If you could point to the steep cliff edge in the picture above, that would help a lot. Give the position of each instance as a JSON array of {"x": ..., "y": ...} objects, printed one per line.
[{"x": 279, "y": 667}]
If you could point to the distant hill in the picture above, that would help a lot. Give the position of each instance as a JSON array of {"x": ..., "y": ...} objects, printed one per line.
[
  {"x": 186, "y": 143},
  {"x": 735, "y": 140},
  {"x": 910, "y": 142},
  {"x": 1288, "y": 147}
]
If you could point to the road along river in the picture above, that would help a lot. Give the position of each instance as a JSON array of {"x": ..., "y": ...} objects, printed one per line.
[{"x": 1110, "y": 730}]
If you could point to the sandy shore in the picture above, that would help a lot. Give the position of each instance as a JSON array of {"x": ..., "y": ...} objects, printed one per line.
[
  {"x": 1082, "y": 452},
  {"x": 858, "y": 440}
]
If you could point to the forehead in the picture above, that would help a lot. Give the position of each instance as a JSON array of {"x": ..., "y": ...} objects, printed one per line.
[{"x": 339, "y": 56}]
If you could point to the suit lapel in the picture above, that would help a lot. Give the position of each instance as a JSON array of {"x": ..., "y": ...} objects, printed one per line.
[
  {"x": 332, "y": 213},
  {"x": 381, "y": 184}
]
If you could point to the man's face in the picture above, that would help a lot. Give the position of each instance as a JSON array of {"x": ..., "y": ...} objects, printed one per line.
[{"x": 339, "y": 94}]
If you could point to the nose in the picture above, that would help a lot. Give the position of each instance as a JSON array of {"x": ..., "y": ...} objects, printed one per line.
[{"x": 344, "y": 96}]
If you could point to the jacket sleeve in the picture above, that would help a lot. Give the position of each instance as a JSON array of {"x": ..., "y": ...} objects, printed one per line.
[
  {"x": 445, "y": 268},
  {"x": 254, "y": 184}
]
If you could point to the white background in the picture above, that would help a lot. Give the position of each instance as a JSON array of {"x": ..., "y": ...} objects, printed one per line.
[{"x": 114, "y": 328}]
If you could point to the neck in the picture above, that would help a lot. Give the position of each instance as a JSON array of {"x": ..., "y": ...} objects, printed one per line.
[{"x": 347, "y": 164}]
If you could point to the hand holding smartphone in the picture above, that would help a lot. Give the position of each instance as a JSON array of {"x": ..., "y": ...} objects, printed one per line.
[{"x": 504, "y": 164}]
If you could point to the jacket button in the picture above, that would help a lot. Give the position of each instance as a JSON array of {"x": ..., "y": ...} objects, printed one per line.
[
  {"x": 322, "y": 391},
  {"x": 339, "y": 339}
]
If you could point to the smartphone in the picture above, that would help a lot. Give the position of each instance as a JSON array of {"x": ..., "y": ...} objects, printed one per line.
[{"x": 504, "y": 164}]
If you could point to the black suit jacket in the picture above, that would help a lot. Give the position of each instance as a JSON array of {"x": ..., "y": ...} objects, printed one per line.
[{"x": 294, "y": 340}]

========

DESCRIPTION OF THE TASK:
Transcribe the records above exactly as they appear.

ANSWER:
If you could point to the steep cliff edge in the picture above, that would help a lot. Give the position of each instance as a JSON array of {"x": ..., "y": ...} objects, printed one per line.
[{"x": 279, "y": 667}]
If you could point to the distant hill in the picture above, that would help a lot. Give the position of each instance as a JSON array of {"x": ..., "y": ...} objects, printed one per line.
[
  {"x": 186, "y": 143},
  {"x": 735, "y": 140},
  {"x": 910, "y": 142},
  {"x": 1288, "y": 147}
]
If you could point to the road along river in the picture above, that would help a lot. Give the position of each instance as a JSON array of {"x": ..., "y": ...} objects, printed one per line.
[{"x": 1110, "y": 730}]
If you could point to the sandy shore in the picture above, that would help a lot. Give the position of each instance as a JSON array of {"x": ..., "y": ...} objects, printed one per line.
[
  {"x": 1082, "y": 452},
  {"x": 858, "y": 440}
]
If you could point to the forehead in the picture above, that would help a lot. Give the position of each instance as a JSON array of {"x": ..., "y": ...} objects, printed one per line.
[{"x": 339, "y": 56}]
If you could point to the suit lapel in the picture above, that would help a lot. Give the position of each instance as a JSON array of {"x": ..., "y": ...} objects, printed one per line.
[
  {"x": 332, "y": 213},
  {"x": 381, "y": 184}
]
If you could point to the man's face in the picture above, that would help a lot. Give the position of each instance as a JSON array of {"x": ..., "y": ...} objects, printed one per line.
[{"x": 339, "y": 94}]
If you could point to the nose in the picture above, that would help a lot. Give the position of each instance as a JSON array of {"x": ..., "y": ...} objects, printed one per line.
[{"x": 344, "y": 96}]
If you could point to the jacket sleeve in the picture above, that would help a lot. Give the position of each instance as a JSON array of {"x": ..., "y": ...} objects, printed one per line.
[
  {"x": 445, "y": 268},
  {"x": 254, "y": 184}
]
If you could point to the white background in the picture above, that would help a lot. Give the position of each instance as a JSON array of {"x": ..., "y": ...} objects, printed one per line.
[{"x": 114, "y": 328}]
If you could point to the neck in the picture above, that would help a lot. Give the position of each instance as a JSON array of {"x": ..., "y": ...} objects, printed one per line.
[{"x": 347, "y": 164}]
If you could point to the hand holding smartphone in the picture above, that would help a lot. Give the position of each instance as a JSON array of {"x": ..., "y": ...} objects, printed one per line.
[{"x": 504, "y": 164}]
If you could point to the jacket button in the picture above, that would help a lot. Give the position of each instance as a JSON array of {"x": ..., "y": ...} objects, printed one per line.
[
  {"x": 322, "y": 391},
  {"x": 339, "y": 339}
]
If you could point to the smartphone in the picture above, that would help a lot. Give the position of each instance as a JSON array of {"x": ..., "y": ...} objects, printed one per line.
[{"x": 504, "y": 164}]
If you could point to the black suit jacket in the picture above, that would help a lot. Give the position of each instance as a JSON array of {"x": ..., "y": ...} objects, printed one per line.
[{"x": 294, "y": 340}]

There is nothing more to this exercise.